*What is needed*. In the listing that follows, copy out each line that includes the word "grab".

*Records supplied*.
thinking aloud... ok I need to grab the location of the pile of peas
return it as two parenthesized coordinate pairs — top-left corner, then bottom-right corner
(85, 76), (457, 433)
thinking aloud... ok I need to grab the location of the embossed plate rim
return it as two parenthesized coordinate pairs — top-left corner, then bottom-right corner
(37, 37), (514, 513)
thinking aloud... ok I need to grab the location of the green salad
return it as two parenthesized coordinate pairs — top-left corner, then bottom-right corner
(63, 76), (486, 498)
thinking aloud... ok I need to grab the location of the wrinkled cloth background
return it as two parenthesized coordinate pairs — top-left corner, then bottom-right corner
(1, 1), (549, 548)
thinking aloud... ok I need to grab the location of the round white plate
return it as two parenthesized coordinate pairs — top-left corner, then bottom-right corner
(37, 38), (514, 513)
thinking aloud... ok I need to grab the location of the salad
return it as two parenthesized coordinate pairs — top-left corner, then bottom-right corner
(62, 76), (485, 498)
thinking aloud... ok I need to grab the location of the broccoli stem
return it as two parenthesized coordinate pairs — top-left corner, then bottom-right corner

*Response*.
thinking aloud... ok I need to grab the location of the pile of peas
thinking aloud... ok I need to grab the location of the embossed plate rim
thinking aloud... ok I need to grab the location of the green salad
thinking aloud... ok I need to grab the location of the wrinkled cloth background
thinking aloud... ok I need to grab the location of the round white plate
thinking aloud... ok I need to grab the location of the salad
thinking aloud... ok I need to grab the location of the broccoli stem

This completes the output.